* Do this *
Emit the entire listing verbatim.

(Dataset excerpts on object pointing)
-- BEGIN --
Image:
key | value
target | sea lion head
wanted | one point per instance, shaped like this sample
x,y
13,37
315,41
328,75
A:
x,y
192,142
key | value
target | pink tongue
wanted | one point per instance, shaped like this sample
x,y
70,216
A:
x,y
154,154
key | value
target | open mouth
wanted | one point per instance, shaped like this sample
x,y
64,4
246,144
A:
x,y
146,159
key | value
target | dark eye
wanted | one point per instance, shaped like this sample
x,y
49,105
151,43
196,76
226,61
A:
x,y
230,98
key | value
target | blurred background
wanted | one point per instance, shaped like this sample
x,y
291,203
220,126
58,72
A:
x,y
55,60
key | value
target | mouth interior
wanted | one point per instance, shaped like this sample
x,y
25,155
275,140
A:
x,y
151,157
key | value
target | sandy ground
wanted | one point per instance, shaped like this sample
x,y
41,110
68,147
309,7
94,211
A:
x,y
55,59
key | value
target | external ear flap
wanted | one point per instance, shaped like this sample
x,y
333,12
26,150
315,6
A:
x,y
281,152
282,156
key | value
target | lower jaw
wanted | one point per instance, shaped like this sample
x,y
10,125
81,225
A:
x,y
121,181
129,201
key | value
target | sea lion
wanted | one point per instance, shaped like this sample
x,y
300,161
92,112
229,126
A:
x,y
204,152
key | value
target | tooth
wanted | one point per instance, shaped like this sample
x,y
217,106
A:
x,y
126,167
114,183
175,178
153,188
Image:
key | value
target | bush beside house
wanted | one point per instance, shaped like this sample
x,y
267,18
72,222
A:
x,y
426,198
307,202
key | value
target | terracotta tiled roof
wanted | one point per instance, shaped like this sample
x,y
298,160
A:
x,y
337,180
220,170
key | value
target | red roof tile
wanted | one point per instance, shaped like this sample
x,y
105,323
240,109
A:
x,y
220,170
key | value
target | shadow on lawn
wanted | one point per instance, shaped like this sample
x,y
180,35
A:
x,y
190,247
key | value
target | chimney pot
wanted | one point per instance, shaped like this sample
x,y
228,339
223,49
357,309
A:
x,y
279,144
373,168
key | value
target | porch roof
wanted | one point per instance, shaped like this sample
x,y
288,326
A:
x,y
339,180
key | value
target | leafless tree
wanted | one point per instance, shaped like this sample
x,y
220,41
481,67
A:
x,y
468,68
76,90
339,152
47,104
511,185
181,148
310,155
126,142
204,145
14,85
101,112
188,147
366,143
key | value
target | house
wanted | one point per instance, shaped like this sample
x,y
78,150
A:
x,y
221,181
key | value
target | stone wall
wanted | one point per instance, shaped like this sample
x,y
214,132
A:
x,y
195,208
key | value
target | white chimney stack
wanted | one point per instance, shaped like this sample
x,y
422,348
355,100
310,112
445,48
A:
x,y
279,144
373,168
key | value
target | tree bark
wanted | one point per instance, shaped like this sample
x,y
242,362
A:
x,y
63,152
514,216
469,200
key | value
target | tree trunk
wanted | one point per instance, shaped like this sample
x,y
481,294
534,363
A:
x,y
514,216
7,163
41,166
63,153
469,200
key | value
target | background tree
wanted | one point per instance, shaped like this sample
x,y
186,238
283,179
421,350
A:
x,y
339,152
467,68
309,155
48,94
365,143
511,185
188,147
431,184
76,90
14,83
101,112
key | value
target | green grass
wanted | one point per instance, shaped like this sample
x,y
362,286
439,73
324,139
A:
-- END --
* Solution to the exercise *
Image:
key | value
target | sea lion head
wanted | one point per instance, shaped like this sample
x,y
13,37
315,41
328,75
A:
x,y
192,142
key | value
target | pink tongue
wanted | one point per instance, shaped like this sample
x,y
70,216
A:
x,y
154,154
key | value
target | open mouth
wanted | one point per instance, shaped like this sample
x,y
64,4
246,144
A:
x,y
146,159
key | value
target | dark eye
wanted | one point per instance, shaped like this sample
x,y
49,105
151,43
196,76
226,61
A:
x,y
230,98
key | value
target | blurred background
wanted | one point per instance, shaped like this sample
x,y
291,203
220,126
58,72
A:
x,y
55,60
key | value
target | mouth interior
wanted | one point per instance, shaped like this sample
x,y
25,155
275,140
A:
x,y
151,157
key | value
target | sandy ground
wanted | one point per instance, shaped like this sample
x,y
41,110
68,147
309,7
94,211
A:
x,y
55,59
key | value
target | external ear flap
wanted | one point per instance, shaped like this sample
x,y
333,12
26,150
315,6
A:
x,y
281,152
282,156
key | value
target | lower jaw
wanted | one point per instance, shaped like this sample
x,y
10,125
81,225
A:
x,y
121,181
129,201
key | value
target | sea lion
wanted | one point per instance, shaped like this sample
x,y
300,161
92,112
229,126
A:
x,y
204,152
key | value
target | tooth
wanted | one point per instance, shaped like this sample
x,y
217,106
A:
x,y
126,167
114,183
175,178
153,188
Image:
key | value
target | bush beside house
wanted | one point per instance, shaped like this sample
x,y
267,18
72,222
A:
x,y
426,198
307,202
key | value
target | terracotta tiled roof
wanted | one point per instance, shaped like this sample
x,y
298,160
A:
x,y
337,180
220,170
key | value
target | red roof tile
wanted | one point per instance, shaped like this sample
x,y
105,323
240,109
A:
x,y
220,170
key | value
target | shadow on lawn
wanted | one point per instance, shaped like this sample
x,y
180,35
A:
x,y
190,247
key | value
target | chimney pot
wanted | one point per instance, shaped like this sample
x,y
228,339
223,49
357,309
A:
x,y
279,144
373,168
key | value
target | porch roof
wanted | one point per instance, shaped like this sample
x,y
288,326
A:
x,y
339,180
key | value
target | leafless tree
wanted | one point per instance, shaped like this sample
x,y
220,41
481,67
A:
x,y
468,68
76,90
339,152
47,104
511,185
181,148
310,155
126,142
204,145
14,85
101,112
188,147
366,143
key | value
target | house
wanted | one point per instance, shaped like this sample
x,y
78,150
A:
x,y
221,181
key | value
target | stone wall
wanted | one point per instance, shaped like this sample
x,y
214,132
A:
x,y
195,208
key | value
target | white chimney stack
wanted | one point per instance, shaped like this sample
x,y
422,348
355,100
310,112
445,48
A:
x,y
279,144
373,168
key | value
target | tree bark
wanted | one point per instance, shaped like this sample
x,y
242,362
A:
x,y
63,152
514,216
469,200
key | value
target | tree trunk
wanted | one point per instance, shaped like this sample
x,y
481,294
534,363
A:
x,y
514,216
7,163
41,166
63,153
469,200
key | value
target | background tree
wanted | one point per instance, shaped like this sample
x,y
186,238
283,179
421,350
A:
x,y
339,152
467,68
309,155
48,94
365,143
511,185
188,147
431,184
76,90
14,83
101,112
key | value
target | green grass
wanted | one point per instance, shaped like this sample
x,y
362,286
439,73
324,139
A:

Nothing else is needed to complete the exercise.